» REQUIRED TASK A
Replace "fridge" with "refrigerator" in everything from "Does this sound" down to "ones that won't." in the text on managing your environment, and give that part back.

This week in the meeting room we talked about taking charge of your environment.

Does this sound familiar:
Betty has had a long day. At work she faced a deadline, so she skipped lunch. Now she's home, she's starving, and it's time to make dinner. So she decides to have a snack. She checks the fridge, but it's empty. The pantry is also bare. But in the cupboard she finds an unopened bag of potato chips. She rips it open and digs in.

We have all been there! The best way to handle these types of temptations is to reevaluate your environment. We must learn how to adopt healthy habits.

Keep healthy opportunities close. It helps your efforts when you fill your spaces—your house, your office, your car—with foods that make it easier for you to stay on track.

Managing Your Environment means...
Really looking at your environment: your car, kitchen or desk and remembering the three R's:
Recognizing the foods that will help you—and the ones that won't.
Removing the items that you are sure will get in the way of your weight-loss efforts.
Replacing the foods you've removed with healthy ones like fruit and vegetables.

» REQUIRED TASK B
Filter the rows by copying out every line that contains the string "below". Case counts.

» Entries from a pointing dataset
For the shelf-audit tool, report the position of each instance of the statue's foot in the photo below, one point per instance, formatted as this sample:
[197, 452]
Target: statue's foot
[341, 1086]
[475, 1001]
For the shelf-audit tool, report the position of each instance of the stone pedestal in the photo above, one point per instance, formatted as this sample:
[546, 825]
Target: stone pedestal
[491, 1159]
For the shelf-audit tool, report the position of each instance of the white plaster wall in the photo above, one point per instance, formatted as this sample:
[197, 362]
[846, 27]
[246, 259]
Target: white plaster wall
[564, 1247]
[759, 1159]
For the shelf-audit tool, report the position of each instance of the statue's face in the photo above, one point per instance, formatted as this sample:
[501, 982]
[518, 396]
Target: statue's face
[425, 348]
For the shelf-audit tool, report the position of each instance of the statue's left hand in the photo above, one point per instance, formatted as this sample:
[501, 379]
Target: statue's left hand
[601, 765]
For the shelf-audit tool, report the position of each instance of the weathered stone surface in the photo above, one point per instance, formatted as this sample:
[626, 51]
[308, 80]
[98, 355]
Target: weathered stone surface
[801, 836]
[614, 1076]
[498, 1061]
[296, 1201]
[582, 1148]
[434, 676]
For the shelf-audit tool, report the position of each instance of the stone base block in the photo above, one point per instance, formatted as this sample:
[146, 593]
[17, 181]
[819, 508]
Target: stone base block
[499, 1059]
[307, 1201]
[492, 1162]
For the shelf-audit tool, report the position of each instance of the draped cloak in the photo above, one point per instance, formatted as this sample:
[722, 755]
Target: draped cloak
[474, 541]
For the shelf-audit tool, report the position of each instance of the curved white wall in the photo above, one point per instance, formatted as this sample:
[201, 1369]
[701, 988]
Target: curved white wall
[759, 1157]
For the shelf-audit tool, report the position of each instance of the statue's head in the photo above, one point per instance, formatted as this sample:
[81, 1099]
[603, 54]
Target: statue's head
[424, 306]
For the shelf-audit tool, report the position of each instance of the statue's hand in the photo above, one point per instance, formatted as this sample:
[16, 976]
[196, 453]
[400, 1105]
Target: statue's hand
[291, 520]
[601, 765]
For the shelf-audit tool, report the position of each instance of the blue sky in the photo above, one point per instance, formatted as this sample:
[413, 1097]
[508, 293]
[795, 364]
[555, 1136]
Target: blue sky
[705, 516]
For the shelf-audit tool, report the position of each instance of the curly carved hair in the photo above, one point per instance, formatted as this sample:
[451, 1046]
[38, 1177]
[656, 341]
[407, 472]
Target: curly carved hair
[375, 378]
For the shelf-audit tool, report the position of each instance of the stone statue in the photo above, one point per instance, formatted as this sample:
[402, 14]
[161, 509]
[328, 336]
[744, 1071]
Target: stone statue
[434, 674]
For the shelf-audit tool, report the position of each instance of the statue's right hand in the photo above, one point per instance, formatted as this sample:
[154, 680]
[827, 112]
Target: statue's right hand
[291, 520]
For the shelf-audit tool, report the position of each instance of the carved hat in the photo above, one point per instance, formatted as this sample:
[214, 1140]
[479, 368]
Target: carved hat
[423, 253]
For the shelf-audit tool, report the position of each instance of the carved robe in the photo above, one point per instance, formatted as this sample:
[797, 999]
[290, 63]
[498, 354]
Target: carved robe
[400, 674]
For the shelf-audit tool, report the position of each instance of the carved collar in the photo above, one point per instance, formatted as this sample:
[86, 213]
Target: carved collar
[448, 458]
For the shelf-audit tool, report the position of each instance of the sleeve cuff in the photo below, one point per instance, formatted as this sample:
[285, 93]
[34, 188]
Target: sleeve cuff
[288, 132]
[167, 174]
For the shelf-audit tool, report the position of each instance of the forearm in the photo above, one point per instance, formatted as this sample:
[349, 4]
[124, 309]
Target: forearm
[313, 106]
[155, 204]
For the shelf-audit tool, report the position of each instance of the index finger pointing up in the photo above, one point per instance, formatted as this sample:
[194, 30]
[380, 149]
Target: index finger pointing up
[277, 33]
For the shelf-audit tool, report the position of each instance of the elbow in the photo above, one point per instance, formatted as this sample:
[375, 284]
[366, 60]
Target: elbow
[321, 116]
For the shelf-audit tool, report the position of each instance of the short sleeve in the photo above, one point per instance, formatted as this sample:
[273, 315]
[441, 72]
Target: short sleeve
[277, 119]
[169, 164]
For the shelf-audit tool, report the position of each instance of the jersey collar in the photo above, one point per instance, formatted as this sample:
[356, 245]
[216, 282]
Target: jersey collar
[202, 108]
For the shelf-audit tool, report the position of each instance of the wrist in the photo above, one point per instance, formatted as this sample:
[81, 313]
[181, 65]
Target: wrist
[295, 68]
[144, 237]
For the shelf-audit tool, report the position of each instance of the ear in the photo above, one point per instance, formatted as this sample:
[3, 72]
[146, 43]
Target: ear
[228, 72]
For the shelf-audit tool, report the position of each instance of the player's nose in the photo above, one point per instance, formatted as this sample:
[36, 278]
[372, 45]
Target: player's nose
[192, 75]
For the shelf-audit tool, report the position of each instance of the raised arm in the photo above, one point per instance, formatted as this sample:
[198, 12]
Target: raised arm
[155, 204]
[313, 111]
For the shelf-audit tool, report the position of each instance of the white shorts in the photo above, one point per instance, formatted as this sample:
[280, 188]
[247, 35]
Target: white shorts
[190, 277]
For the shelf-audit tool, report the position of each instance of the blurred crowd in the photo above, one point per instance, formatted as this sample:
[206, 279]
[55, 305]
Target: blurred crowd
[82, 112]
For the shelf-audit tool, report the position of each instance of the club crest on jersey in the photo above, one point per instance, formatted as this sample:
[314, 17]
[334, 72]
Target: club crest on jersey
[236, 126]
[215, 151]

» WRITTEN REPLY A
Does this sound familiar:
Betty has had a long day. At work she faced a deadline, so she skipped lunch. Now she's home, she's starving, and it's time to make dinner. So she decides to have a snack. She checks the refrigerator, but it's empty. The pantry is also bare. But in the cupboard she finds an unopened bag of potato chips. She rips it open and digs in.

We have all been there! The best way to handle these types of temptations is to reevaluate your environment. We must learn how to adopt healthy habits.

Keep healthy opportunities close. It helps your efforts when you fill your spaces—your house, your office, your car—with foods that make it easier for you to stay on track.

Managing Your Environment means...
Really looking at your environment: your car, kitchen or desk and remembering the three R's:
Recognizing the foods that will help you—and the ones that won't.

» WRITTEN REPLY B
For the shelf-audit tool, report the position of each instance of the statue's foot in the photo below, one point per instance, formatted as this sample:
For the shelf-audit tool, report the position of each instance of the sleeve cuff in the photo below, one point per instance, formatted as this sample:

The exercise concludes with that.